(Dataset extracts labeled with boxes)
....

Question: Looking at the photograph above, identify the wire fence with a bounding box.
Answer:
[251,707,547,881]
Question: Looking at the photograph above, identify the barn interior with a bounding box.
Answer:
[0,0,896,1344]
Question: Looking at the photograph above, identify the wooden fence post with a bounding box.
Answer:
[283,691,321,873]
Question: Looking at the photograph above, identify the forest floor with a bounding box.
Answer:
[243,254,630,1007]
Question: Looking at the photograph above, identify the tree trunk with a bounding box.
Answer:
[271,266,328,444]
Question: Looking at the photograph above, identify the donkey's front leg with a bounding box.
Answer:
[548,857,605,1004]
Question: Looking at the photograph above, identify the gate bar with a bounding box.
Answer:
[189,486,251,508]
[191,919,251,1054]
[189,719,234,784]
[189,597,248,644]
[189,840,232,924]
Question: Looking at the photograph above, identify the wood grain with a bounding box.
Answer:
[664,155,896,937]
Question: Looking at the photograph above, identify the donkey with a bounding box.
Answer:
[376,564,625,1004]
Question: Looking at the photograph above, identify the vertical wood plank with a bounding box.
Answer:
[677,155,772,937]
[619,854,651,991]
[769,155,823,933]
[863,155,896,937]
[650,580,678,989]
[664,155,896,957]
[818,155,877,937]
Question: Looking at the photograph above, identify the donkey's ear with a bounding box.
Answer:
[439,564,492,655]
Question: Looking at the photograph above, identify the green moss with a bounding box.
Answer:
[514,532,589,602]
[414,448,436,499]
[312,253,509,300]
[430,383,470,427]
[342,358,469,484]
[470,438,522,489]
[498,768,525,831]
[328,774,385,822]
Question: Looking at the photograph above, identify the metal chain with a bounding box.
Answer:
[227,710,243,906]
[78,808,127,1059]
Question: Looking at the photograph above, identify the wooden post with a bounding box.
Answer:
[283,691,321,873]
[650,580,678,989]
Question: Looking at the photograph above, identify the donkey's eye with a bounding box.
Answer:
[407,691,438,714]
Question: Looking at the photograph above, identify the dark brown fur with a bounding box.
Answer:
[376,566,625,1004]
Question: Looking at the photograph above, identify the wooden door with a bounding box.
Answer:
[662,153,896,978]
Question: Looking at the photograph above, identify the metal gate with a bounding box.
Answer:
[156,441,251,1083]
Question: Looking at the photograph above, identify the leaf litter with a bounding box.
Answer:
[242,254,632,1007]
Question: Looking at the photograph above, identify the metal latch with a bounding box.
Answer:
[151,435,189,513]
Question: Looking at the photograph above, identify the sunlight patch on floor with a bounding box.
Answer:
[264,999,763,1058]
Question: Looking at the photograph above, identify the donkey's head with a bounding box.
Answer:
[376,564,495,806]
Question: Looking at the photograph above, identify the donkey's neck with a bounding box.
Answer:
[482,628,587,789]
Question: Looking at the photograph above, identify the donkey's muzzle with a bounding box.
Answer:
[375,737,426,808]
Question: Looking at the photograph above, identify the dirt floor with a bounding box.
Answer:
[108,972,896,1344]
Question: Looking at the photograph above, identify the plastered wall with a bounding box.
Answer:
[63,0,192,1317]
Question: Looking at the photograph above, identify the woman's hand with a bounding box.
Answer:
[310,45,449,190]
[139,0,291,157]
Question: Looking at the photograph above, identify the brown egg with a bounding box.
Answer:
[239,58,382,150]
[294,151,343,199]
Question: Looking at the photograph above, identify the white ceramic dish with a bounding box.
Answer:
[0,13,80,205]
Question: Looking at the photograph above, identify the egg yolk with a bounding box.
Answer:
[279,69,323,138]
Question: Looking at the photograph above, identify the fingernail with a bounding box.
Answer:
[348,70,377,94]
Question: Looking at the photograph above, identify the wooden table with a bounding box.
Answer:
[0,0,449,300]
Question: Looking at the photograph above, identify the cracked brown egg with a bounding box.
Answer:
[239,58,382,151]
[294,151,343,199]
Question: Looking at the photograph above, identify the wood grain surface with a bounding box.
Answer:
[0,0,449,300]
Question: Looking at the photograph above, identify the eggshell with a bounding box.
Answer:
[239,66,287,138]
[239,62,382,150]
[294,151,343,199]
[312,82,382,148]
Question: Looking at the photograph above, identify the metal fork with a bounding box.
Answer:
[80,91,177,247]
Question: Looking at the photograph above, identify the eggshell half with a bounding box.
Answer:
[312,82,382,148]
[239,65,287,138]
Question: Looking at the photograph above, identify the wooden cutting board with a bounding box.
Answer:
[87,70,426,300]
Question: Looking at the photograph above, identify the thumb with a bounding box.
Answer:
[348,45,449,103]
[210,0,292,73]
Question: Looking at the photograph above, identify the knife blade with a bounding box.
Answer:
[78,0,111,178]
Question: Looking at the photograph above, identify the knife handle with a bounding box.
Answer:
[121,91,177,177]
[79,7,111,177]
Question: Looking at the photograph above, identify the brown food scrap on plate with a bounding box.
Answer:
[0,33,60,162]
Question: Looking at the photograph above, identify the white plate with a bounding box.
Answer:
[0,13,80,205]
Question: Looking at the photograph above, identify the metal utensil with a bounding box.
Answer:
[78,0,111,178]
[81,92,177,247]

....

* Work to be completed
Reproduce the lines of the records, starting with the first line and going on through the line that contains "[243,254,630,1007]".

* Exercise response
Question: Looking at the photograph above, identify the wire fence with a bounding box.
Answer:
[251,707,547,881]
Question: Looking at the photograph above, identify the barn interior with a bounding box.
Answer:
[0,0,896,1344]
Question: Looking at the photograph above, identify the wooden fence post with a bounding box.
Answer:
[283,691,321,873]
Question: Looking at the photograph above, identify the forest floor with a bounding box.
Answer:
[243,254,630,1007]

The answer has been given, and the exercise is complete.